Point-labeling records:
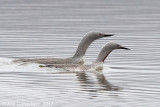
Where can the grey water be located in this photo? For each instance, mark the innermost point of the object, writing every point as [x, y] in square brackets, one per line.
[53, 28]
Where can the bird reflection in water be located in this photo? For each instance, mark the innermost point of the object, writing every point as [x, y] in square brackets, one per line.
[88, 83]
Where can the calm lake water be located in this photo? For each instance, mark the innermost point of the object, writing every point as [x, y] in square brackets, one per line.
[53, 28]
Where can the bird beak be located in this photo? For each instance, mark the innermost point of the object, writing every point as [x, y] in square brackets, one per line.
[124, 48]
[107, 35]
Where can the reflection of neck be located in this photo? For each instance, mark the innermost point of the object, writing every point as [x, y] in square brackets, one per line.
[103, 55]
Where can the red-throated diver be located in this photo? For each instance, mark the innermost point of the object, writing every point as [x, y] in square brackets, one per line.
[97, 65]
[78, 56]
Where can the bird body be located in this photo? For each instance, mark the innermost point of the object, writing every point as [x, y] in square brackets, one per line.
[77, 57]
[97, 65]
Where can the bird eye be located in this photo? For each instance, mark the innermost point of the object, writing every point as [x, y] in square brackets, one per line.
[100, 34]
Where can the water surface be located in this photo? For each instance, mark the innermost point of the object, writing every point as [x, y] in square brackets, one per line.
[53, 28]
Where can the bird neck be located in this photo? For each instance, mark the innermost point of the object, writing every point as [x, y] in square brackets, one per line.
[103, 55]
[82, 47]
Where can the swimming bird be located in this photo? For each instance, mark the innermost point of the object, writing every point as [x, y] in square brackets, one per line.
[79, 54]
[98, 64]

* [Exercise instructions] Transcribe every line of the records above word for word, leaving out the pictures.

* [Task answer]
Where can the grey water be located in this photo? For each instance, mark the innermost point of the object, writing every point as [x, y] in square brackets, one per line.
[53, 28]
Where can the bird reflection in water be located in this photo? For each instance, mark the innermost point of the object, writing every point as [x, y] in square brackets, one per line.
[88, 83]
Where can the calm lake water be located in this photo? For each instance, mark the innermost point of the object, writing every point as [x, y] in square brackets, one per line.
[53, 28]
Where can the bird beak be located in this photo? For each instance, mark the innermost point of the object, writing every point as [x, y] in square brackets, one per line.
[124, 48]
[107, 35]
Where can the reflection of neck be located in this photo? For each instance, mark the innermost point of the object, writing every point as [x, y] in square brackets, one per line.
[103, 55]
Where can the red-throated diver be located in this photo? For each instance, mark the innermost point of the object, writing every point as [x, y] in square brackets, one per line.
[97, 65]
[78, 56]
Where can the bird body be located in this photo? For each instance, mark the innermost point of the object, writing every point as [x, y] in square brackets, one per line.
[77, 57]
[97, 65]
Where can the bird eye be located in this photo? For each instance, mark the innermost point of the object, writing every point as [x, y] in square brackets, one per line.
[100, 34]
Where can the water surface be located in this photo? For each instance, mark the innermost point of the object, writing every point as [x, y] in square brackets, one per line.
[53, 28]
Where can the bird neck be located in this photo? For each instance, mark the innermost point of the object, writing every point as [x, y] in square brackets, one per line.
[103, 55]
[82, 47]
Where can the swimming bird be located in this photo? For each instance, mark the innermost point of the object, writing every point as [x, y] in square brackets, one per line.
[79, 54]
[98, 64]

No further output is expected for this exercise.